Data to process:
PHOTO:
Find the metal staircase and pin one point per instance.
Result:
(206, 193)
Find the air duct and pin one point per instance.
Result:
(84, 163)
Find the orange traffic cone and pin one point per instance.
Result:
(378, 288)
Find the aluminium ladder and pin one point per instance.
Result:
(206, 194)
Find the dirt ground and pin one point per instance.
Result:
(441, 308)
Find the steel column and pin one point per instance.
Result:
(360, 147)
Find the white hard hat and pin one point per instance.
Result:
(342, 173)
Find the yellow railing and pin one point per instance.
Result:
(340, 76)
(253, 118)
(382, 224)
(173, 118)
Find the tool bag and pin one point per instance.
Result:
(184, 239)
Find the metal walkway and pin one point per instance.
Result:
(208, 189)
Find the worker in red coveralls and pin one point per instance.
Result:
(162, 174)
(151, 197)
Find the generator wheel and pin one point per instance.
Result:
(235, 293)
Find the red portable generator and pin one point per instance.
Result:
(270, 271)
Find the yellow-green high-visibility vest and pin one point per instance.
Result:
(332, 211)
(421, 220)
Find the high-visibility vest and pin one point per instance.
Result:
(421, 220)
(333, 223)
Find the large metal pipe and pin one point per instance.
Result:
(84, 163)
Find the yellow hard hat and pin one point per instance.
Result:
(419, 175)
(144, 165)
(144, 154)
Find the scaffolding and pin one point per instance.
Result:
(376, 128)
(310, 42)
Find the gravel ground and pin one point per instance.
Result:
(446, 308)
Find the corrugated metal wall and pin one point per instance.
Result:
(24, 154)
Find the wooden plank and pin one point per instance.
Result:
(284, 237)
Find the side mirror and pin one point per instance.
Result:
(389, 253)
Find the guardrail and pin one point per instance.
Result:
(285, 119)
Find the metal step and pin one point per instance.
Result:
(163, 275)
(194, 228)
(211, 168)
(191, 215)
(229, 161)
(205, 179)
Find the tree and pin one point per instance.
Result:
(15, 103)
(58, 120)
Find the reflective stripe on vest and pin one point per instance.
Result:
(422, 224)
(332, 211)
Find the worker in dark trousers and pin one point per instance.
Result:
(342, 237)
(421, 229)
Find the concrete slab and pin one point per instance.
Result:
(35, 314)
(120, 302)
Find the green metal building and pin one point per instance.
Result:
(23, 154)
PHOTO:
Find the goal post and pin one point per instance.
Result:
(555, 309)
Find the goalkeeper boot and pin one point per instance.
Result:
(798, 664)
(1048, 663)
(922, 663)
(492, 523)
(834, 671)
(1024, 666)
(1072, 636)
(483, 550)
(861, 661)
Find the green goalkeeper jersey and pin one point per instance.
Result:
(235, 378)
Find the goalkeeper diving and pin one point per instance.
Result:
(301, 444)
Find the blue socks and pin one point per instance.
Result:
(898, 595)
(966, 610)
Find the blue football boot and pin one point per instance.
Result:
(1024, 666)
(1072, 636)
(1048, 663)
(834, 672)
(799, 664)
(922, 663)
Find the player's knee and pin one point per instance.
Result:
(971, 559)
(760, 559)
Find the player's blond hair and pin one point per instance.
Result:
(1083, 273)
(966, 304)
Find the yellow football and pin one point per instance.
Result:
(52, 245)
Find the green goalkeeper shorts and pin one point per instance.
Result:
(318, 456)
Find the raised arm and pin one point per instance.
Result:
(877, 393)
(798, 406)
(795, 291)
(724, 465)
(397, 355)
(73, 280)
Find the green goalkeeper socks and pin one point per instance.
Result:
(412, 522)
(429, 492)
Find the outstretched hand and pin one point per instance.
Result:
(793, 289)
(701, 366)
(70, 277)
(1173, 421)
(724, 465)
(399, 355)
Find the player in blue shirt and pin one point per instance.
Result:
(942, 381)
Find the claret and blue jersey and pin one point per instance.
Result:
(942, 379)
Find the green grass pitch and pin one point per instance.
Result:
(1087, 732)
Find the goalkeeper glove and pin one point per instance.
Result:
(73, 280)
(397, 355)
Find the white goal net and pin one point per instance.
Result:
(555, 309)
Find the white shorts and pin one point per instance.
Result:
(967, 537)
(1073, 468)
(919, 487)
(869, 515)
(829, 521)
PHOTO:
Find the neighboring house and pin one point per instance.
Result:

Work instructions: Each line of the records above that holds the word "blue" should be counted, and only the final number stated.

Answer area: 4